## SOURCE DOCUMENT
════════
If needed we can add more elements from http://www.squid-cache.org/Doc/config/logformat/.

Hello! I would prefer to not have an allowlist for external domains, but if the final decision is to have one then I would like the following added to the initial list:

  • r-project.org (installing R packages from cran.r-project.org and cloud.r-project.org)
  • rstudio.com (mainly for RStudio's CRAN mirror cran.rstudio.com, but also their public package manager)

This would affect the research team, especially if the stat machines are also included in this restriction. For example:

  • pip / conda install (python packages)
  • github / gitlab / gerrit (code)
  • downloading/uploading datasets, e.g. figshare, zenodo, and a long tail of others
  • libraries that depend on the web, e.g. when working with pre-trained models in tensorflow hub/huggingface
  • APIs (mediawiki / toolforge / cloud VPS)

Especially for one-off use cases, where one would have to whitelist a url (via a phab/gerrit task) only to have very little use for it after, this solution does not seem ideal. Bypassing this restriction by using your local machine for large datasets in particular is not convenient.
════════
Rows taken from a collection:

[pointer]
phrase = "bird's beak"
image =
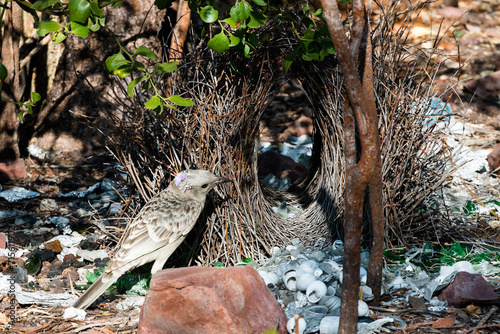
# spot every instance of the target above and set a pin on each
(222, 180)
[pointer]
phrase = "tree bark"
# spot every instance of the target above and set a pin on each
(354, 59)
(13, 87)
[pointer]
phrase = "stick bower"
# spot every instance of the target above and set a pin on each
(221, 133)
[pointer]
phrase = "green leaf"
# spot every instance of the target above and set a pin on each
(34, 265)
(79, 11)
(94, 26)
(45, 27)
(115, 62)
(42, 4)
(256, 19)
(35, 97)
(3, 72)
(208, 14)
(153, 102)
(166, 67)
(241, 11)
(231, 22)
(234, 40)
(79, 30)
(58, 37)
(219, 43)
(162, 4)
(133, 83)
(261, 3)
(180, 101)
(145, 52)
(290, 58)
(92, 277)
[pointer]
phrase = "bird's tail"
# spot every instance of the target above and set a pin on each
(96, 289)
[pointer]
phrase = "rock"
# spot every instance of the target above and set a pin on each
(281, 166)
(487, 88)
(71, 273)
(12, 169)
(494, 160)
(468, 288)
(210, 300)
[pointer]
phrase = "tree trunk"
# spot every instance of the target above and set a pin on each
(12, 90)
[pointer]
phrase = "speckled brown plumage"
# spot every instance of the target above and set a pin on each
(157, 230)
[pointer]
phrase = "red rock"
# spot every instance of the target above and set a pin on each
(281, 166)
(450, 12)
(487, 88)
(12, 169)
(494, 160)
(209, 300)
(468, 288)
(303, 126)
(3, 240)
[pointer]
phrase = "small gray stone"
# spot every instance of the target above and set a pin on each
(48, 204)
(20, 275)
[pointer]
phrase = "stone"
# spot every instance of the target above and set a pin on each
(468, 288)
(210, 300)
(281, 166)
(12, 169)
(54, 246)
(494, 160)
(48, 204)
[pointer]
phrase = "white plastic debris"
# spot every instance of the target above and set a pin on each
(17, 193)
(374, 326)
(7, 285)
(92, 255)
(290, 325)
(62, 223)
(80, 193)
(329, 325)
(72, 313)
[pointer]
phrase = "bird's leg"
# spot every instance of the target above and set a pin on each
(164, 254)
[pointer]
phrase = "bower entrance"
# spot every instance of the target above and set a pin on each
(221, 133)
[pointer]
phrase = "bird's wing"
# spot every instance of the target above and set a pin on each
(155, 228)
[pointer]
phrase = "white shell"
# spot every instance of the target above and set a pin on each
(363, 309)
(290, 325)
(304, 280)
(315, 291)
(330, 300)
(308, 266)
(269, 277)
(329, 325)
(290, 280)
(284, 268)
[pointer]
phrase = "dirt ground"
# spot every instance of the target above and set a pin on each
(475, 36)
════════
## WORK INSTRUCTION
Write the next part of the allowlist discussion, starting right after its last sentence. These rows have nothing to do with the allowlist discussion.

## TASK OUTPUT
For tasks running on yarn, that restriction certainly makes sense, or at least we shouldn't add the webproxy env config without good reason; e.g. wmfdata automatically propagates the webproxy to all workers if it is set in the notebook.
Would it be possible to work with whitelists for the worker machines but not for the stat machines?

For some production jobs we still use the proxy to access:

  • MW APIs (all our sites)
  • ores.wikimedia.org

For dev purposes I use the proxy to download some dependencies:

MW APIs (all our sites)

BTW, the proper way to access MW APIs from within our networks is to use e.g. https://api-ro.discovery.wmnet and set the HTTP Host header to the domain of the site you want to access, e.g. www.wikidata.org.

Then you don't need a proxy.

MW APIs (all our sites)

BTW, the proper way to access MW APIs from within our networks is to use e.g. https://api-ro.discovery.wmnet and set the HTTP Host header to the domain of the site you want to access, e.g. www.wikidata.org.

Then you don't need a proxy.

It's not just a BTW unfortunately. There's multiple benefits to not going through the web proxy to reach the MW APIs, e.g.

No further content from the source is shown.